▶ Provided passage
──────────────────────────────

Friday, June 01, 2007

Not so fast ...

I am concerned, my flock. I fear that the natural order of things is in danger. Credible intelligence reports indicate that my parents have considered buying a device intended to slow down my eating. Perhaps they are well-meaning, but this simply will not do. As my extensive research has shown, a pug must eat each meal in 24 seconds or less to operate at peak efficiency.

Too fast, you say? Nonsense. As any capitalist pug knows, time is money. Every second wasted actually savoring my food is a second that I am not working on a sermon, healing the sick or collecting donations. Do you think I built the religious empire that is Pug Life Ministries -- complete with my astonishing two-figure annual income -- by stopping to smell the roses? No! I stop to smell the mailboxes, certainly, but that serves a purpose -- a purpose that I am sure my canine congregants are enlightened enough to understand.

──────────────────────────────

▶ Data shown
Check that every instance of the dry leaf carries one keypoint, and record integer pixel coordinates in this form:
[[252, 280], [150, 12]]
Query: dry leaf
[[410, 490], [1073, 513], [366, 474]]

──────────────────────────────

▶ Work to do
(1) Please explain in one to three sentences why the narrator of the pug blog post objects to the device meant to slow down eating.
(2) In the pug blog post, list every task the narrator says is lost when a second is spent savoring food.
(3) Rename "pug" to "dog" in the part of the pug blog post that begins at the words "Not so fast" and stops after "at peak efficiency.".
The material above was taken from a separate source.

▶ Expected results
(1) The narrator says research shows a pug must eat each meal in 24 seconds or less to operate at peak efficiency. Time is money, and every second spent savoring food is a second not spent working on a sermon, healing the sick or collecting donations.

(2)
- Working on a sermon
- Healing the sick
- Collecting donations

(3)
Not so fast ...

I am concerned, my flock. I fear that the natural order of things is in danger. Credible intelligence reports indicate that my parents have considered buying a device intended to slow down my eating. Perhaps they are well-meaning, but this simply will not do. As my extensive research has shown, a dog must eat each meal in 24 seconds or less to operate at peak efficiency.